Task goal :: Recast the records as a numbered list, from the start up to and including the line with "Target: red-brown bud", and leave out any blank lines.

··········

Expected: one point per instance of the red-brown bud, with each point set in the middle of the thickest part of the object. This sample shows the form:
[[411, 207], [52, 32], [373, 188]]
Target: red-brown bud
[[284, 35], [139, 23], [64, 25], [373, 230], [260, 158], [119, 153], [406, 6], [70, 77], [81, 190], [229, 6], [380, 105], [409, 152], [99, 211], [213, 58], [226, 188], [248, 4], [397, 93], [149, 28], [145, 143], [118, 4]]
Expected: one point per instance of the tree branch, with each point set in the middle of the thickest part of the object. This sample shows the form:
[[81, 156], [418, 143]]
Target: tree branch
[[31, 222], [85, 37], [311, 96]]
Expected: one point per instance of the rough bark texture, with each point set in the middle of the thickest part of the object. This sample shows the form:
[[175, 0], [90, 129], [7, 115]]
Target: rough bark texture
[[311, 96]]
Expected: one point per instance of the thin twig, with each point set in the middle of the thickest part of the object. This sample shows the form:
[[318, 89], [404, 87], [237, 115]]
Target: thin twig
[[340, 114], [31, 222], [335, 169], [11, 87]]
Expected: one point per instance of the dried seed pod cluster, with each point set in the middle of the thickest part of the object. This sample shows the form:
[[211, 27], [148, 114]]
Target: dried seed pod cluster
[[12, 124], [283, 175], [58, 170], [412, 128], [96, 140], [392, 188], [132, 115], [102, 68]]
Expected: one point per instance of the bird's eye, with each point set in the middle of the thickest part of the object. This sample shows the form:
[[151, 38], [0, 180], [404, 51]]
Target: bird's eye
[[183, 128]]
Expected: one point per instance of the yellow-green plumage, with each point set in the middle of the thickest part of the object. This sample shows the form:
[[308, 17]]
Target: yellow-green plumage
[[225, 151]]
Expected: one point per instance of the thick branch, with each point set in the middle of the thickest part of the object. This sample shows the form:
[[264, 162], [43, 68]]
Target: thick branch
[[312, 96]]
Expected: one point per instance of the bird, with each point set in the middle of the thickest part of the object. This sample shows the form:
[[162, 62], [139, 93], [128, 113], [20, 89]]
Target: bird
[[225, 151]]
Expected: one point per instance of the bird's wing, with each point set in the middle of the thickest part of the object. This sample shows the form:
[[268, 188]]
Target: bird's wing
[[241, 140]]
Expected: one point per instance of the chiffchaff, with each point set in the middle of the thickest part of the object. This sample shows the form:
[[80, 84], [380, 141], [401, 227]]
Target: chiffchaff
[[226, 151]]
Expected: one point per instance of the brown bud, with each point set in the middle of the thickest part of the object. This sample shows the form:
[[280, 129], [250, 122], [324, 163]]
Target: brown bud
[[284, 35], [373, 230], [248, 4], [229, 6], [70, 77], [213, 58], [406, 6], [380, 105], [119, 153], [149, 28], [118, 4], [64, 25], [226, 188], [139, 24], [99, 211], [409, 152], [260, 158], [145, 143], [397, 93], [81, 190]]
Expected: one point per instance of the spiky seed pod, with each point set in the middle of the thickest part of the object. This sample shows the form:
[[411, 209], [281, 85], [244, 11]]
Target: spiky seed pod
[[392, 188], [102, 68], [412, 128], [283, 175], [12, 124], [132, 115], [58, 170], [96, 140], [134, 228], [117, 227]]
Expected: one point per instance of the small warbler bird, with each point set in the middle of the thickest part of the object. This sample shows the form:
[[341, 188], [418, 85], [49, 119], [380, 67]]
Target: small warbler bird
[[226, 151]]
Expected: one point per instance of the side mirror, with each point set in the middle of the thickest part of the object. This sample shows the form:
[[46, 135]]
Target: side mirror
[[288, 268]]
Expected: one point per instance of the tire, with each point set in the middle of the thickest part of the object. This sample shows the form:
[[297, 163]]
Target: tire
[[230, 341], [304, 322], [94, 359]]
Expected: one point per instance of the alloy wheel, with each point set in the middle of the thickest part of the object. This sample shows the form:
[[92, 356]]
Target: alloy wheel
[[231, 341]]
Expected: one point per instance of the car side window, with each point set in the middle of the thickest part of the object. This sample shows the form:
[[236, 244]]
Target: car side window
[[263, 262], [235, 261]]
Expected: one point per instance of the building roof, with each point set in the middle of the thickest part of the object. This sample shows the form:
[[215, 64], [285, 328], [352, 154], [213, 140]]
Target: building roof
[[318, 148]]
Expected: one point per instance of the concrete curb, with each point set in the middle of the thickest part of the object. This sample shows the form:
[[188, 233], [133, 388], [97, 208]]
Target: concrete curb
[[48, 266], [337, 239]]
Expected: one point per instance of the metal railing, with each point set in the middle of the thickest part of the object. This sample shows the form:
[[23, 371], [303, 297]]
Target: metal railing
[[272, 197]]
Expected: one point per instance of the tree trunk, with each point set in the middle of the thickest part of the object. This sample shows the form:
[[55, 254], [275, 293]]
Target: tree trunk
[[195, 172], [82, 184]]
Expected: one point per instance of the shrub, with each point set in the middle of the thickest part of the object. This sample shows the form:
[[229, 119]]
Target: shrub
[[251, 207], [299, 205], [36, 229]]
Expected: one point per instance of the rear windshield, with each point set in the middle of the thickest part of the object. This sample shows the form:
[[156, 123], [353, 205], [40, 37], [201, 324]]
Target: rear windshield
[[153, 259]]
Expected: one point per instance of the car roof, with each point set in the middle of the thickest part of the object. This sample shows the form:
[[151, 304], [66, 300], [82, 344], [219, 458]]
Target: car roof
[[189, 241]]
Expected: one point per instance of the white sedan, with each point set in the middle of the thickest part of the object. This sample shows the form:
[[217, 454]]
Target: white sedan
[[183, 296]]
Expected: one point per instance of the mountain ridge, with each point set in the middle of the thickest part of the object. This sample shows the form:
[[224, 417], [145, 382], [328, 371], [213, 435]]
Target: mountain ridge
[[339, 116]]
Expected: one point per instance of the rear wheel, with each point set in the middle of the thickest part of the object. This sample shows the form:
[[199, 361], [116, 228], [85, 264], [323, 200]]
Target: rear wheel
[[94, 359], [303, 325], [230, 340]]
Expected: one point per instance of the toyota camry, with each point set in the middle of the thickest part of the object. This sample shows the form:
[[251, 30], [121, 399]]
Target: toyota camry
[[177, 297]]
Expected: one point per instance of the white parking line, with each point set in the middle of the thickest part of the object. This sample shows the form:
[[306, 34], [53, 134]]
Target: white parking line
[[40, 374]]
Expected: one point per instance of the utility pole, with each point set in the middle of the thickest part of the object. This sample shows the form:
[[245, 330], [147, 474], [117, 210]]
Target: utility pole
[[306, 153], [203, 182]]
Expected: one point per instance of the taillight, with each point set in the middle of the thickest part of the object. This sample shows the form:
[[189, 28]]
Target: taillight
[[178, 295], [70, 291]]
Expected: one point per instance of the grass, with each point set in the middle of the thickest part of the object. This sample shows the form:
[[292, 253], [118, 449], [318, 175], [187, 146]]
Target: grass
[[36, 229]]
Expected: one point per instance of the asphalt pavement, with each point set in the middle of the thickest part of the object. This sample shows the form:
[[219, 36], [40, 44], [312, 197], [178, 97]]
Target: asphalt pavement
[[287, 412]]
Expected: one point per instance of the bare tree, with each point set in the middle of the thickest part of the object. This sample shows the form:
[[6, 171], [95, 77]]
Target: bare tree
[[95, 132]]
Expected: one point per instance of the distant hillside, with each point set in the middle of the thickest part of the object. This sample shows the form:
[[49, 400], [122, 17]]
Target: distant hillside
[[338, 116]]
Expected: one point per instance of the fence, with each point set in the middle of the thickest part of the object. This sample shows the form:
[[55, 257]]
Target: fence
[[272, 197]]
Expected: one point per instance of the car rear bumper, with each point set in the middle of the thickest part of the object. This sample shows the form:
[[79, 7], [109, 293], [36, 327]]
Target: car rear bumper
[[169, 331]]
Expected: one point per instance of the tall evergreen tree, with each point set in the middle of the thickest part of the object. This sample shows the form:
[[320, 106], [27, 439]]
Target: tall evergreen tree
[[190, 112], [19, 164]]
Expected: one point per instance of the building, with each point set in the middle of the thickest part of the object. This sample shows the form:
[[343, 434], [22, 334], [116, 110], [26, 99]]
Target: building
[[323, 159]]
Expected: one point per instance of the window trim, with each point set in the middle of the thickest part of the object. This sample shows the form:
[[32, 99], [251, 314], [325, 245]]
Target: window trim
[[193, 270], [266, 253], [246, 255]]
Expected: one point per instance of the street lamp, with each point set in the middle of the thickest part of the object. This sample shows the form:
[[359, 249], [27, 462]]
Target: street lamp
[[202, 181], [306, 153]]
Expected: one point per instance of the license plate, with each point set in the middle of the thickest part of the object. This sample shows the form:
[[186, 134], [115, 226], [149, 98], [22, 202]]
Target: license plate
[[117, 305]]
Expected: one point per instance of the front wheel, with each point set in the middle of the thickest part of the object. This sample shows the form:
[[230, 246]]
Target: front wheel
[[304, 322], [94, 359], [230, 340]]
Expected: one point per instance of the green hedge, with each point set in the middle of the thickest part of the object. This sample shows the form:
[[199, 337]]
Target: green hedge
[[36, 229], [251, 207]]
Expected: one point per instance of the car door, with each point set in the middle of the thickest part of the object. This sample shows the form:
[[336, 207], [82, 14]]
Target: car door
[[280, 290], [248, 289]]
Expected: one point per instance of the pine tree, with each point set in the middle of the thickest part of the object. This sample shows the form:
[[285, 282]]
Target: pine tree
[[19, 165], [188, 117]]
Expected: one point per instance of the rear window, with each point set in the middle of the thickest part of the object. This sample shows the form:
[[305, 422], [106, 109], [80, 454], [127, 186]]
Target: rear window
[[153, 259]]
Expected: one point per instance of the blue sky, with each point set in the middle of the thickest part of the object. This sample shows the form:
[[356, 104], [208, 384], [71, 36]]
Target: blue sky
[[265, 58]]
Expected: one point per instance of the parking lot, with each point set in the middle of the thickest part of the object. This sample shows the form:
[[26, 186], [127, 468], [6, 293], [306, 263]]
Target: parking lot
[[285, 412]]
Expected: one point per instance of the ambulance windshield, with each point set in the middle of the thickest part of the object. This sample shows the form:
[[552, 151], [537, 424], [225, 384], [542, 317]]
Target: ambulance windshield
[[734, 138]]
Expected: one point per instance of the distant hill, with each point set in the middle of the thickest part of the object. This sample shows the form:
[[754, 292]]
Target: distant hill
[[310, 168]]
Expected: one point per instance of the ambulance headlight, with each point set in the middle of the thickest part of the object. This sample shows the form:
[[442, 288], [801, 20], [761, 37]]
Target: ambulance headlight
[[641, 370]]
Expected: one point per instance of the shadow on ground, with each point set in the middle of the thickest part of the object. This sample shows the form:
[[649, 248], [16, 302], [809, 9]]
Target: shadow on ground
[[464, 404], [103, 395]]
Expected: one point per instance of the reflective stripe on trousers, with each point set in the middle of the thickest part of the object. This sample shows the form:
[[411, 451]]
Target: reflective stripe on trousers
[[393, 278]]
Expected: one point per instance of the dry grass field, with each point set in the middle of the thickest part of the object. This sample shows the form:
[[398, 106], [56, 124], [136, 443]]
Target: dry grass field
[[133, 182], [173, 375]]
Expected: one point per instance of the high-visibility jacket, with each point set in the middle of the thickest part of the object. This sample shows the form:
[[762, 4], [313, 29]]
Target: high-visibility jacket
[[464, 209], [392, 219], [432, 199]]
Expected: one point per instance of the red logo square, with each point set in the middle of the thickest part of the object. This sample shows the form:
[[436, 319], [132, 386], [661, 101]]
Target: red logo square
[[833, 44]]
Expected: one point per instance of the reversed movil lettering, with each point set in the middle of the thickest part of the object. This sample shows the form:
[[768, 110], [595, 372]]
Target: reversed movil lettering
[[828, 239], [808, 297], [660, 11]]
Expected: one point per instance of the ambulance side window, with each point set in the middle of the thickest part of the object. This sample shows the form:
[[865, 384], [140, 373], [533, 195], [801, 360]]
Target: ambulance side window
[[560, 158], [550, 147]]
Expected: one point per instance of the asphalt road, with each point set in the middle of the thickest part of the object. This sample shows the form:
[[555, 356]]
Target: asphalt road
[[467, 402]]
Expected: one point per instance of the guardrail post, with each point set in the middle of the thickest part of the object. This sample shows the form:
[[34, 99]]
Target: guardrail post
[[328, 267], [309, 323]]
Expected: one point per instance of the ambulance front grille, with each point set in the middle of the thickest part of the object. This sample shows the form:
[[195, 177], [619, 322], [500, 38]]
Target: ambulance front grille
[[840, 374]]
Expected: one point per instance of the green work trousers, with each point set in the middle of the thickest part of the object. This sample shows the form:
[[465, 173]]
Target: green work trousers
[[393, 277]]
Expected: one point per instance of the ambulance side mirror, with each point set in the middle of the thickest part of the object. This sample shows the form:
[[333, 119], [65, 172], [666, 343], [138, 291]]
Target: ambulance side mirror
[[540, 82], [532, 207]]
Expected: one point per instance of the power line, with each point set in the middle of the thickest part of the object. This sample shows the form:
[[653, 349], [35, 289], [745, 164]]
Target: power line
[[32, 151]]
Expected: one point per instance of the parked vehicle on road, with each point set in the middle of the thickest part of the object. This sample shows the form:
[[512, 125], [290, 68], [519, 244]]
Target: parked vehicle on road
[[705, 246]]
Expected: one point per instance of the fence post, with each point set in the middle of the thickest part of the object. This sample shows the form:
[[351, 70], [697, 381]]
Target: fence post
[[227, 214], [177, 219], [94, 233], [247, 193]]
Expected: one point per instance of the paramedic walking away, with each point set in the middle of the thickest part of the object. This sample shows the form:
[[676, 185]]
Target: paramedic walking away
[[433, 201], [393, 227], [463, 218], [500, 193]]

··········

Full answer ::
1. Expected: one point per instance of the red-brown bud, with each point set in the middle of the thickest part of the object. This sample shows the form:
2. [[411, 207], [52, 32], [373, 188]]
3. Target: red-brown bud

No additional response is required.